## Dataset records
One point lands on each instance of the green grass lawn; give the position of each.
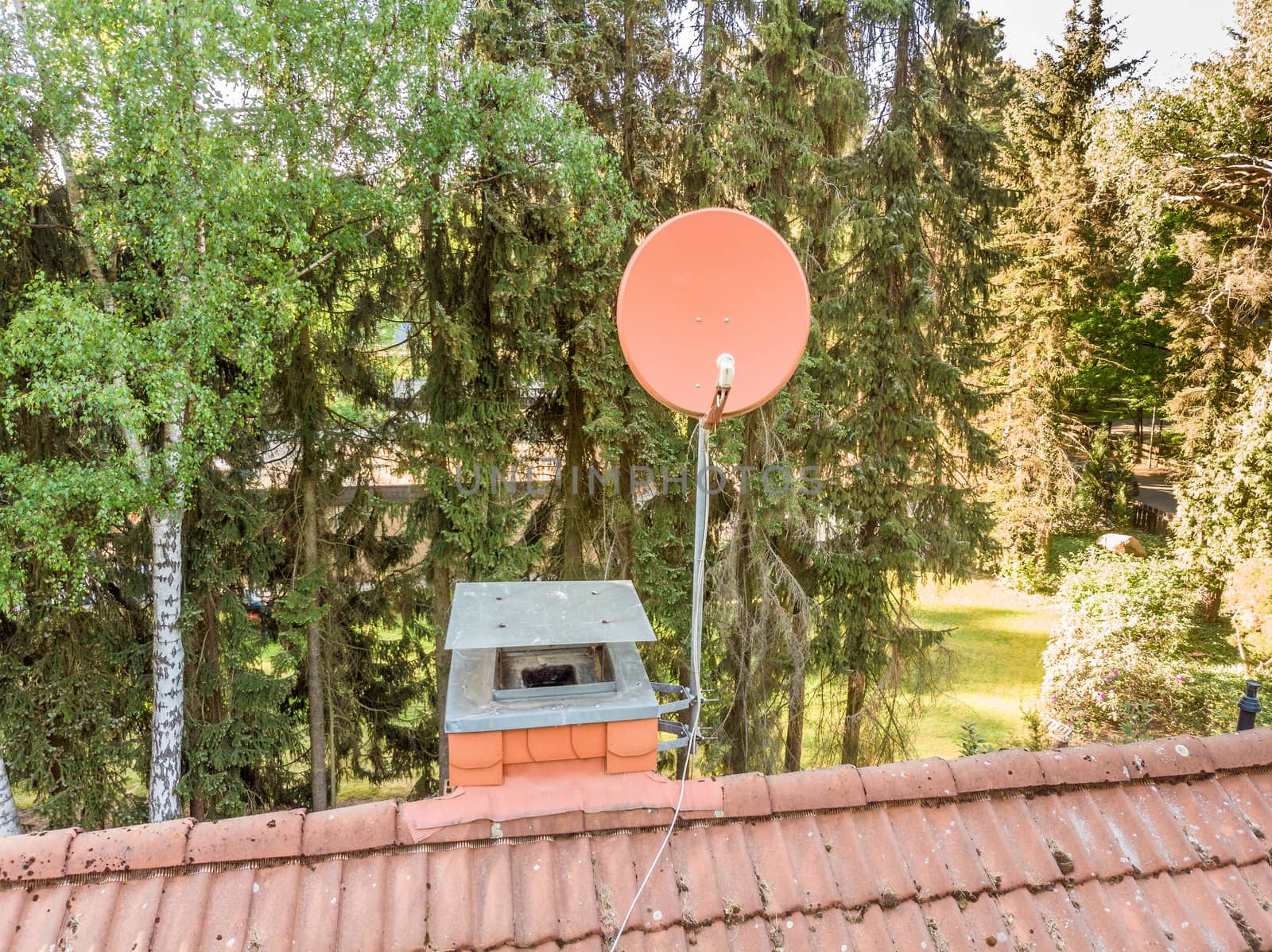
* * *
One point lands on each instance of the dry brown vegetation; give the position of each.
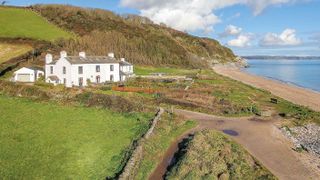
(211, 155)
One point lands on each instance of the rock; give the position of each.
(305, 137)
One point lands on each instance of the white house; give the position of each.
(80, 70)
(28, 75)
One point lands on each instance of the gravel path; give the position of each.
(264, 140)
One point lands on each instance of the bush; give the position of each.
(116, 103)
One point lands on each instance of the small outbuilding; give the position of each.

## Activity
Above are the records. Copy only the lines from the one with "One point lands on each instance of the dry" through the one with "One point lands on each instance of the small", exactly, with no pictures.

## Your solution
One point lands on each instance of the dry brown vegetation; give the position of each.
(211, 155)
One point lands on each instance of the rock; give the position of each.
(305, 137)
One point lands on each instance of the white house; give the position of each.
(80, 70)
(28, 75)
One point lands on each instance of the gravel path; give the position of each.
(264, 140)
One point lands on each instance of the bush; give the position of each.
(116, 103)
One point lands on each instance of the small outbuilding; give the position of each.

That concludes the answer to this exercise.